> [Document excerpt]:
_____

Statistical Data Analysis and Data Science Projects

  • Analyzing Longitudinal Growth Using Mixed-Effects Models
    Graph showing longitudinal growth analysis
    Investigated growth trajectories in a seven-week strength training study across three treatment groups: weights-increasing, repetitions-increasing, and control. Applied random intercept and slope models in R to analyze linear and quadratic trends in strength improvement. Selected AR(1) covariance structure through comparisons of Unstructured, Compound Symmetry, and Toeplitz models using AIC, BIC, and likelihood ratio tests. Identified significant group-specific trends and visualized results to provide actionable insights.

  • Spatiotemporal Modeling of Air Quality and Disease Cases
    Map showing air quality and disease cases
    Examined the spatiotemporal association between air quality (PM10 levels) and an infectious disease case across Arizona counties from 2000 to 2022. Implemented Moran's I for spatial autocorrelation, ARIMA and SARIMA models for seasonal patterns, and Bayesian spatiotemporal modeling with Integrated Nested Laplace Approximation (INLA). Identified spatial heterogeneity, temporal trends, and seasonality, providing insights into environmental factors influencing disease spread. Leveraged R for data analysis, visualization, and predictive modeling.

  • Clinical Trial Analysis of Anti-Epileptic Drug Efficacy
    Graph showing longitudinal growth analysis
    Assessed the efficacy of Progabide in a placebo-controlled, double-blinded trial involving 59 participants. Modeled seizure count reductions over time using Generalized Estimating Equations (GEE) with an AR(1) covariance structure. Conducted hypothesis testing in SAS and interpreted results to provide evidence of treatment efficacy.

  • Bacterial Population Dynamics Under Simulated Microgravity
    Graph showing bacterial population dynamics
    Analyzed population dynamics and interspecies interactions of Ralstonia and Sphingomonas in a 100-day mixed-culture study under simulated microgravity and standard gravity. Modeled temporal changes in colony size distribution using linear mixed-effects models in R. Investigated species-specific growth patterns and their environmental interactions, providing insights into microbial behavior under spaceflight conditions.

  • Gender Bias and Educational Opportunity Cost Analysis (Regression Modeling)
    Graph showing wage disparity regression analysis
    Conducted a comprehensive analysis of wage disparities among programmers and engineers in Silicon Valley using the 2000 U.S. Census data. Developed and refined linear regression models to evaluate the effects of gender and educational attainment on income. Explored the economic trade-offs of pursuing higher education degrees, leveraging R for statistical modeling, data visualization, and diagnostics.

  • Bioinformatics Analysis of the Astronaut Salivary Microbiome (Team Work)
    Graph showing astronaut salivary microbiome analysis
    Analyzed the salivary microbiome of astronauts at three time points—pre-flight, during-flight, and post-flight—using 16S rRNA sequencing data. Performed differential abundance analysis, beta diversity analysis (Weighted-UniFrac), and alpha diversity analysis (Shannon Index) to investigate the impact of spaceflight on microbial communities. Identified microbial families potentially associated with mental health stressors using QIIME2 and Python. Results provided preliminary insights into spaceflight-induced microbiome changes and their implications for astronaut health.

_____

Dataset items:
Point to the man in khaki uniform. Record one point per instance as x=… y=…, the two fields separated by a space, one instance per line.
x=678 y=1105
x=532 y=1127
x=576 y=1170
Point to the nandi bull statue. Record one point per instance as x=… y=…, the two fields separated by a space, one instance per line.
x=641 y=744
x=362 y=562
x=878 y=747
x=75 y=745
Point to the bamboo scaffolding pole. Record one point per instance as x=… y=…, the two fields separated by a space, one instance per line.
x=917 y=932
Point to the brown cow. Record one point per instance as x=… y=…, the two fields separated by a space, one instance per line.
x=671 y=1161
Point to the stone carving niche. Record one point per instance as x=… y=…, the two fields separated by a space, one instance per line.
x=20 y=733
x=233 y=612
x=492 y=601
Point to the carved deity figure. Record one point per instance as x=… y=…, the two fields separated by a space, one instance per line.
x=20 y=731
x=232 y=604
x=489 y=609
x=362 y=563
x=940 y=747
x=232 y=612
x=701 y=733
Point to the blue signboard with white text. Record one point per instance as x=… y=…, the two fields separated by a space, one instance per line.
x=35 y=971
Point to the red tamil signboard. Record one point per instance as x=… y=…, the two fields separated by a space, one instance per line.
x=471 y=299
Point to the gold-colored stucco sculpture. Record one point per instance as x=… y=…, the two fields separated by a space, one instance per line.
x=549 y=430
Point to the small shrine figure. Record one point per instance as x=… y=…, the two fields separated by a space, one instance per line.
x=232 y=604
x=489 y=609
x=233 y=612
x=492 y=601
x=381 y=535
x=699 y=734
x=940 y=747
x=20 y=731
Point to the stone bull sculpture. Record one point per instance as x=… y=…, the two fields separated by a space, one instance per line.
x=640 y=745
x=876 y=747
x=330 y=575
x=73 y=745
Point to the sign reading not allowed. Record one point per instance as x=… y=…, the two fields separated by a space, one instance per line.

_____

> [Work item]: For each statement, say yes or no according to the statistical project descriptions, and quote the words that decide it: (a) The strength training study ran for seven weeks with three treatment groups. (b) The anti-epileptic drug trial's hypothesis testing was done in R. (c) The air quality study covered Arizona counties from 2000 to 2022. This listing has nothing to do with the project descriptions.

> [Final answer]:
(a) Yes: "a seven-week strength training study across three treatment groups"
(b) No: "Conducted hypothesis testing in SAS"
(c) Yes: "across Arizona counties from 2000 to 2022"